- Reading text -
What would you do if you were taught that the whole point of life was to marry someone that you weren’t attracted to? 

What would you do if you fell profoundly in love with a person (who by some miracle seemed to love you even more), but if you were to marry them you’d be barred from heaven?  

What would you do if people at church thought of you and even called you a pervert? 

What would you do if people told you that your orientation was the result of sexual abuse and bad parenting? 

What would you do if you wanted to move forward in the Church and be with a partner, but you knew you couldn’t do both things? 

Agency is contextual and our decisions are not made in a vacuum. The majority of my LGBTQ Latter-day Saint friends have distanced themselves from the Church in some way. I know very few like me who are committed to a life of singleness and committed to moving forward in the Church. Why are there so few of us? Where are all the happy, thriving, single gay Latter-day Saints? Of the LGBTQ Latter-day Saints you know, how many of them have stepped away from the Church? Why is that? What isn’t working? I think that part of the way that we are unintentionally being jerks is by completely blaming their leaving on them. 

That's definitely my shirt
I know they’re not meaning to, but parents can really be jerks to their LGBTQ children. I worry that some parents are afraid that the Atonement won’t work for their kids. So they push them to make the “right” choices. They can’t understand why their kids would make choices different from the ones they have made.

- Written task A -
In one to three sentences, explain why, according to the essay about LGBTQ Latter-day Saints, some parents push their LGBTQ children to make the "right" choices.
- Written task B -
Set down word for word everything in the essay about LGBTQ Latter-day Saints from "What would you do if you were" down to "and bad parenting?".
- Written task C -
Resume the essay about LGBTQ Latter-day Saints, picking up right after its final sentence.
The material here has no connection to the essay about LGBTQ Latter-day Saints.

- Information supplied -

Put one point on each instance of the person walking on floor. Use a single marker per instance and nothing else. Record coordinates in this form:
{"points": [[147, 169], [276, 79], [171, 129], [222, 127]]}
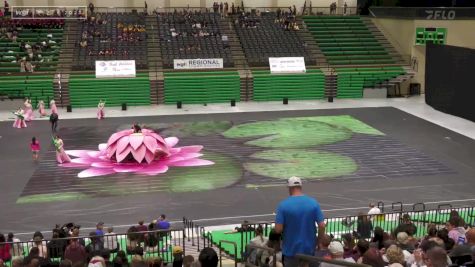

- Exercise answer A -
The writer worries that some parents are afraid the Atonement won't work for their kids. That fear leads them to push their children toward the "right" choices.

- Exercise answer B -
What would you do if you were taught that the whole point of life was to marry someone that you weren’t attracted to? 

What would you do if you fell profoundly in love with a person (who by some miracle seemed to love you even more), but if you were to marry them you’d be barred from heaven?  

What would you do if people at church thought of you and even called you a pervert? 

What would you do if people told you that your orientation was the result of sexual abuse and bad parenting?

- Exercise answer C -
If parents and have taught their children truth, and have helped them have experiences with the Spirit, then they just have to trust that their kids can find their path. I have been able to make the choices I have made because my family gave me the freedom to make hard choices. Because there was no one putting a yoke on my neck. When parents express confidence in their children’s ability to receive revelation then they are more likely to seek that revelation and follow it. If we push people to do what we want them to do all we’re really doing is pushing them away. And we’re kind of being big jerks. 

To quote Disney’s Pocahontas, “If you walk the footsteps of a stranger, you’ll learn things you never knew you never knew.” If you want to avoid being a jerk to the LGBTQ people in your life, never ask them to do something that you yourself couldn’t do. If you want to avoid being a jerk, take some time to really put yourself in their shoes. If you want to avoid being a jerk, imagine how you would employ your agency given the context of their lives. Imagine how you would want someone you love to react to your difficult decisions—decisions that might seem completely foreign to them. We can never really know what it’s like to be someone else, but it’s a real gift when we try. And we can trust the Savior to guide our actions, and the paths of those we love.

Monday, July 27, 2020

I Work in Building Named after a Man Who Said Homophobic Things

Me in front of the Wilk in 2018

Disclaimer: Like all my posts, I speak only for myself here. I do not speak for my employer nor do I speak for other queer people associated with BYU. And I certainly don’t speak for the many people who are calling for buildings to be renamed and monuments to be removed. You have not yet understood my message if you attempt to use my words to silence or diminish the voices of those who are expressing pain and hurt and are asking for change.  

 

“Given the choice of anyone in the world, whom would you want as a dinner guest?” I read the first question from the 36 Questions that Lead to Love to my brother. When it was my turn I responded, “Ernest L. Wilkinson.” 

 

“Who?” my brother asked.

 

“He was president of BYU in the 50s and 60s, and he said some pretty homophobic things. I think if he got to know me, I could change his mind.”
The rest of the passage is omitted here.